Your copy should match the records exactly, except that it contains no pictures.

§

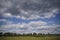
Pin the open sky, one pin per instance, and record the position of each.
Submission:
(28, 16)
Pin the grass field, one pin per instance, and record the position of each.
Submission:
(30, 38)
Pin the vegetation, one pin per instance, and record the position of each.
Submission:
(30, 36)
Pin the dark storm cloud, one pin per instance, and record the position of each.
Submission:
(34, 8)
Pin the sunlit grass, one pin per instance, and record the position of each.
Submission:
(30, 38)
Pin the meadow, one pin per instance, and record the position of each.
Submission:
(30, 38)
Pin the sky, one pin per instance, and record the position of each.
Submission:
(29, 16)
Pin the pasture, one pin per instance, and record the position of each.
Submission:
(30, 38)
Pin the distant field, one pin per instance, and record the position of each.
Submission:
(30, 38)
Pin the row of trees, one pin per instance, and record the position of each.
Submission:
(29, 34)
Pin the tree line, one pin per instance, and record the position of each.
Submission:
(28, 34)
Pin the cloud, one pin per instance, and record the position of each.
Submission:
(34, 26)
(30, 9)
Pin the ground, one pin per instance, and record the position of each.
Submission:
(30, 38)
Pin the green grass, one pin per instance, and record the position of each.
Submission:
(30, 38)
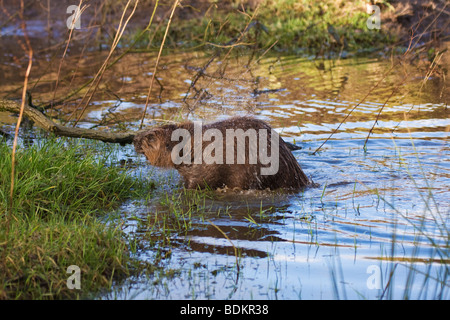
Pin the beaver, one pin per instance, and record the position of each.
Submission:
(239, 152)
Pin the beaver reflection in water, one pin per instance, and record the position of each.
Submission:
(240, 152)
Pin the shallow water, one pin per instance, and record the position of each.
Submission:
(375, 212)
(375, 226)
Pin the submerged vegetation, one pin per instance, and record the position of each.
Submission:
(68, 194)
(62, 190)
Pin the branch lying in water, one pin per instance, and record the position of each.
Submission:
(50, 126)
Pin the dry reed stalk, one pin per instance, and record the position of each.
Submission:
(156, 64)
(81, 10)
(98, 77)
(29, 51)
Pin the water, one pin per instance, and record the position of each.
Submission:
(375, 226)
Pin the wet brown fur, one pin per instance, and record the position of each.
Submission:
(157, 146)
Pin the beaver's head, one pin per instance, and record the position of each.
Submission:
(156, 145)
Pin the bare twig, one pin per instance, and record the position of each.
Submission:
(50, 126)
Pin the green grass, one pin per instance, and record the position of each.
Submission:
(61, 189)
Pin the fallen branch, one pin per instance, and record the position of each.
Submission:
(50, 126)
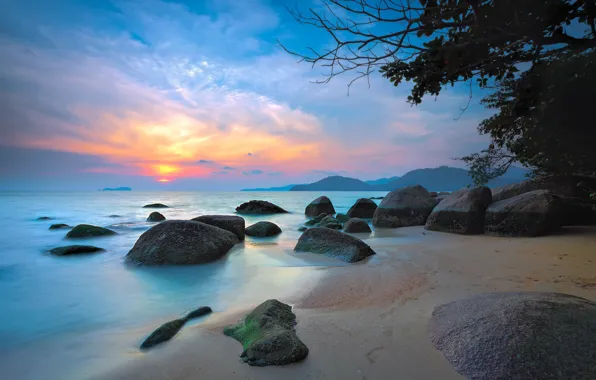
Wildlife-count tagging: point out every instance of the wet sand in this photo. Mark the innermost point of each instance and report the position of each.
(368, 320)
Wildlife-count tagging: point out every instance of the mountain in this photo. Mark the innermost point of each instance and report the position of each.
(335, 183)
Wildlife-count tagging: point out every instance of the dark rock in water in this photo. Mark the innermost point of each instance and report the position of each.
(408, 206)
(535, 213)
(333, 243)
(321, 205)
(74, 250)
(259, 207)
(155, 217)
(356, 225)
(156, 205)
(268, 337)
(234, 224)
(461, 212)
(263, 229)
(181, 242)
(363, 208)
(58, 226)
(527, 335)
(87, 230)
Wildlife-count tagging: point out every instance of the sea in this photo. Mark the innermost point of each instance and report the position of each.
(72, 317)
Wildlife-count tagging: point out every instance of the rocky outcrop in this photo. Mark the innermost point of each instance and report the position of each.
(531, 214)
(268, 337)
(461, 212)
(232, 223)
(181, 242)
(87, 230)
(334, 244)
(408, 206)
(363, 208)
(263, 229)
(356, 225)
(321, 205)
(259, 207)
(527, 335)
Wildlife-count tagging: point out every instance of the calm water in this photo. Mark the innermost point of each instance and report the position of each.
(68, 313)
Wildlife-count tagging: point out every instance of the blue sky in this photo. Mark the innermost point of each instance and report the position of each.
(198, 95)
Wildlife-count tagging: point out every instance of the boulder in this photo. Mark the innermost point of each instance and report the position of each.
(321, 205)
(333, 243)
(156, 217)
(267, 335)
(74, 250)
(461, 212)
(356, 225)
(87, 230)
(232, 223)
(408, 206)
(363, 208)
(259, 207)
(263, 229)
(181, 242)
(526, 335)
(531, 214)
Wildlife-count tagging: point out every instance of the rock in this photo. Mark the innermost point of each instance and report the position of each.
(267, 335)
(321, 205)
(234, 224)
(333, 243)
(156, 205)
(363, 208)
(181, 242)
(87, 230)
(155, 217)
(74, 250)
(263, 229)
(356, 225)
(461, 212)
(527, 335)
(531, 214)
(259, 207)
(408, 206)
(58, 226)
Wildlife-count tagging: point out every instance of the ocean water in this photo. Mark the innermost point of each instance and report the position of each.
(73, 316)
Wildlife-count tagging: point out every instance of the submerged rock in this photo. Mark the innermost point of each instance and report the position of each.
(234, 224)
(263, 229)
(321, 205)
(181, 242)
(259, 207)
(526, 335)
(268, 337)
(334, 244)
(87, 230)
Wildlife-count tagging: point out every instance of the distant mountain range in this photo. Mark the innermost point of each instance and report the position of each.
(443, 178)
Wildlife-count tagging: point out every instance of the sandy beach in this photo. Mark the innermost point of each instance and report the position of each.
(368, 320)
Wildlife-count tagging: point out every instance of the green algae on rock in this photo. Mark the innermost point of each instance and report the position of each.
(267, 335)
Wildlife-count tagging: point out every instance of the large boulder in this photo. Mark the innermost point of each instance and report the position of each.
(321, 205)
(87, 230)
(531, 214)
(527, 335)
(232, 223)
(181, 242)
(333, 243)
(263, 229)
(259, 207)
(268, 337)
(461, 212)
(363, 208)
(356, 225)
(408, 206)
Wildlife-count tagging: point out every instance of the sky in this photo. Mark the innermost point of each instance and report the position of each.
(198, 95)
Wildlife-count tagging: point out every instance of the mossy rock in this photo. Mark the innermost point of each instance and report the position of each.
(268, 337)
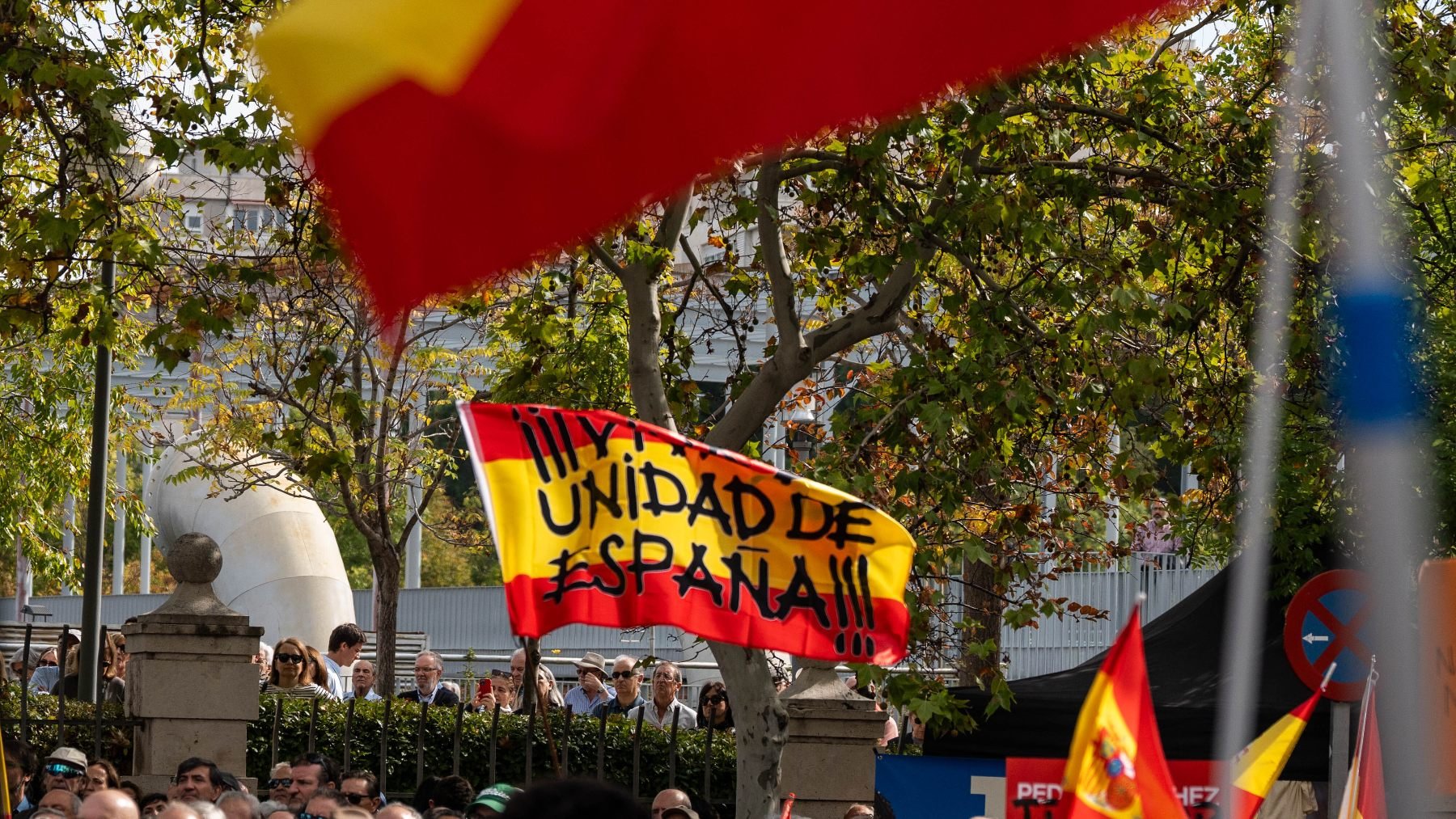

§

**SOLUTION FOR THIS EXERCISE**
Pin the open sky, one pin per instance, and record the position of each.
Submission:
(28, 16)
Pin the grass field, one pin per instance, and record the position of each.
Submission:
(30, 38)
Pin the vegetation, one pin per instance, and record the position of each.
Submission:
(30, 36)
Pin the dark storm cloud, one pin per instance, and record the position of each.
Submission:
(34, 8)
Pin the sunlit grass, one pin per instance, and record the position of each.
Submission:
(30, 38)
Pin the meadow, one pin per instance, and record the position of each.
Submission:
(30, 38)
Pin the sky, one pin per instance, and record the position of each.
Submission:
(29, 16)
Pin the pasture, one pin per instance, and record the position of each.
Submission:
(30, 38)
Pin the distant field, one pin per instance, and record the position of each.
Submission:
(30, 38)
Pin the row of trees, one pin per instance, and record the position of each.
Submission:
(29, 34)
Pin the tree line, one pin per instance, and record the position of each.
Submission:
(28, 34)
Pin the cloud, one pin per instance, and record the position of each.
Submission:
(34, 26)
(30, 9)
Pin the ground, one pin per instance, and record the position of each.
Submission:
(30, 38)
Pin the green grass, one pin per instance, and record the position of each.
Submission:
(30, 38)
Pin the beaver, one pin per instance, and record the position of each.
Submission:
(239, 152)
Pin the beaver reflection in water, one pin per instance, and record the position of each.
Submission:
(240, 152)
Pin the shallow water, one pin per instance, and record the position of each.
Submission:
(375, 212)
(375, 226)
Pin the submerged vegetation, one pin per instance, and record the position of each.
Submission:
(68, 194)
(62, 190)
Pin the branch lying in water, one pin per instance, and record the position of each.
Submission:
(50, 126)
Pin the dry reed stalk, one pin per instance, and record the position of each.
Submission:
(156, 64)
(81, 10)
(98, 77)
(29, 51)
Pin the water, one pin per instance, and record the position of each.
Submission:
(375, 226)
Pin the wet brown fur, one pin per instance, and record the position of each.
Submission:
(157, 146)
Pin the beaver's head, one pin per instance, and record the position of each.
Submission:
(156, 145)
Pin the bare twig, one pin per instance, and record the position of each.
Submission:
(50, 126)
Pin the green grass, one pin per instance, and record the position of each.
Submission:
(61, 189)
Pin the fallen branch, one pin per instance, and record the position of each.
Submission:
(50, 126)
Wildlife-count tagging: point out every instance of the wet sand in this photo. Mark the innermost point of each instance and report the position of each.
(368, 320)
Wildlife-count tagging: point out every instance of the mountain in this photo. Mark the innermost point of each instance and report the position of each.
(335, 183)
Wildlife-count tagging: point out every instance of the dark rock in water in this photo. Mark the innermost point of each instance and report the position of each.
(408, 206)
(535, 213)
(333, 243)
(321, 205)
(74, 250)
(259, 207)
(155, 217)
(356, 225)
(156, 205)
(268, 337)
(234, 224)
(461, 212)
(263, 229)
(181, 242)
(363, 208)
(58, 226)
(527, 335)
(87, 230)
Wildlife-count tagging: point out every instance of the sea in this photo. Mark the innermost point of each instance and report the position of each.
(72, 317)
Wildlife-count tagging: point out every instance of the rocky outcrop in this photo. Mark the innermost point of each instance and report the position of each.
(531, 214)
(268, 337)
(461, 212)
(232, 223)
(181, 242)
(87, 230)
(334, 244)
(408, 206)
(363, 208)
(263, 229)
(356, 225)
(321, 205)
(259, 207)
(527, 335)
Wildlife-count tagging: point out every instance of the calm water in this photo. Mark the innermost point of each instance and report the position of each.
(68, 313)
Wildlife-count tagging: point out every instance of the blue sky in this photo. Mark the innermost point of each instance and report the position of each.
(198, 95)
Wildlife-count tagging: point out every instance of the boulder in this photo. Mark the innermost point of each instance and report the position of each.
(321, 205)
(333, 243)
(156, 217)
(267, 335)
(74, 250)
(461, 212)
(356, 225)
(87, 230)
(232, 223)
(408, 206)
(363, 208)
(259, 207)
(263, 229)
(181, 242)
(526, 335)
(531, 214)
Wildlife-count tagging: point out every instance of the rock in this photo. Mark the innermost point of each instance and report the position of each.
(267, 335)
(321, 205)
(234, 224)
(333, 243)
(156, 205)
(363, 208)
(181, 242)
(87, 230)
(155, 217)
(74, 250)
(263, 229)
(356, 225)
(461, 212)
(527, 335)
(531, 214)
(259, 207)
(408, 206)
(58, 226)
Wildlife-count tagging: point out every instance of the ocean water in this photo. Mark the innermost point of each instance and report the position of each.
(73, 316)
Wildlife-count tagging: point out every instance of the submerged rock in this photo. Mark the innermost point of each instance and report the position of each.
(234, 224)
(263, 229)
(321, 205)
(181, 242)
(259, 207)
(526, 335)
(268, 337)
(334, 244)
(87, 230)
Wildlife-count tagging: point out every instance of the distant mountain range in this photo. Mark the innermost point of each instance and report the position of each.
(443, 178)
Wildlife-count tagging: point out every instance of the sandy beach in this photo. Mark the innermost point of each instance and report the position of each.
(368, 320)
Wildlife-count tagging: point out every instance of the green algae on rock in this photo. Mark the innermost point of each instance and report the position of each.
(267, 335)
Wildlife-count tagging: point out every instance of the large boulder in this photo. Mark the innermost point of each instance and report the position of each.
(321, 205)
(87, 230)
(531, 214)
(527, 335)
(232, 223)
(181, 242)
(333, 243)
(263, 229)
(259, 207)
(268, 337)
(461, 212)
(363, 208)
(356, 225)
(408, 206)
Wildlife-count tagging: point out every instance of the sky in this photo. Mark the innermost point of each instance and report the position of each.
(198, 95)
Wildlife-count tagging: point out every instance of the mossy rock in this photo. Mark the innermost point of each instance and report the position of each.
(268, 337)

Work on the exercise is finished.